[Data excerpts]
·····
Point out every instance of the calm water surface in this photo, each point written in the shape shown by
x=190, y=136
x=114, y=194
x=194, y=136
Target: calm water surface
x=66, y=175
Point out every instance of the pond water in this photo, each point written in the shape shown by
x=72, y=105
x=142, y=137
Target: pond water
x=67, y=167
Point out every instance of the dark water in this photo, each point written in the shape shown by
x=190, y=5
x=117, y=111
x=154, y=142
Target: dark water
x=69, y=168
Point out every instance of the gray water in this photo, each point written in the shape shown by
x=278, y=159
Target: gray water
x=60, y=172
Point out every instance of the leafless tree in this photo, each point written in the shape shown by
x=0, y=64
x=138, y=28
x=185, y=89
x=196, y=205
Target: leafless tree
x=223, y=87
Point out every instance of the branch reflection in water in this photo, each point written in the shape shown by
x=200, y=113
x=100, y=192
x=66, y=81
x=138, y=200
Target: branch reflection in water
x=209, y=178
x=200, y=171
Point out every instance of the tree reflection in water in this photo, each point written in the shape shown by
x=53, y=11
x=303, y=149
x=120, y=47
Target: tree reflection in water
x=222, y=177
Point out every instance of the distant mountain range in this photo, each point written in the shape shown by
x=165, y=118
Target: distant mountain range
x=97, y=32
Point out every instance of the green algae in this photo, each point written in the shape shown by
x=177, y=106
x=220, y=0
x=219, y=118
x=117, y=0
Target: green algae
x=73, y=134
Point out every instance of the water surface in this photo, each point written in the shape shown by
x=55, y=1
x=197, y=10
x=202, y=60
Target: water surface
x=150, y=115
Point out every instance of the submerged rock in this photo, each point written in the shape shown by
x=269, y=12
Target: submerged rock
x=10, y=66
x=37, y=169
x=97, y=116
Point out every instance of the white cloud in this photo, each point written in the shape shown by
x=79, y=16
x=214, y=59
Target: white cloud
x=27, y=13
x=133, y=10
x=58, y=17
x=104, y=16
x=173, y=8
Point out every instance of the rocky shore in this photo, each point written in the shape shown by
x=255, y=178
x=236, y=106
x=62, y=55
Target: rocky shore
·····
▶ _Task to complete_: Each line of the data should be transcribed exactly.

▶ _Answer to this task_:
Point out every instance of the calm water surface in this photo, each point written in the shape shown by
x=190, y=136
x=114, y=194
x=194, y=136
Target: calm water surface
x=66, y=175
Point out every instance of the pond water in this photo, each point written in the shape shown by
x=72, y=105
x=142, y=137
Target: pond water
x=67, y=167
Point out every instance of the dark water in this photo, each point written in the shape shown by
x=190, y=5
x=117, y=111
x=154, y=142
Target: dark water
x=69, y=168
Point out every instance of the gray water in this photo, each point written in the shape shown by
x=278, y=159
Target: gray water
x=60, y=172
Point out every instance of the leafless tree in this photo, each point written in the shape shown by
x=0, y=64
x=138, y=28
x=185, y=89
x=196, y=205
Target: leafless tree
x=223, y=87
Point out every instance of the branch reflection in water in this photo, each point written in the shape shown by
x=200, y=113
x=100, y=192
x=66, y=81
x=138, y=200
Target: branch reflection in water
x=209, y=178
x=200, y=171
Point out every instance of the tree reflection in water in this photo, each point written in the shape shown by
x=53, y=11
x=303, y=149
x=120, y=47
Target: tree reflection in water
x=222, y=177
Point out every instance of the distant mountain range in this photo, each point written in the shape shown by
x=165, y=118
Target: distant mountain range
x=97, y=32
Point out every instance of the green algae in this photo, each point written in the shape shown by
x=177, y=106
x=220, y=0
x=219, y=118
x=117, y=0
Target: green algae
x=73, y=134
Point out every instance of the water surface in this photo, each point written in the shape shown by
x=55, y=1
x=197, y=10
x=202, y=60
Target: water surface
x=150, y=115
Point out every instance of the submerged rock in this photo, each point written in the shape shown by
x=269, y=12
Target: submerged rock
x=10, y=66
x=37, y=169
x=97, y=116
Point out every instance of the white cloud in this photo, each point written in the shape shown by
x=79, y=16
x=214, y=59
Target: white cloud
x=27, y=13
x=133, y=10
x=58, y=17
x=104, y=16
x=173, y=8
Point out every instance of the rocky shore in this photo, each point written in the shape shown by
x=255, y=178
x=236, y=106
x=62, y=55
Target: rocky shore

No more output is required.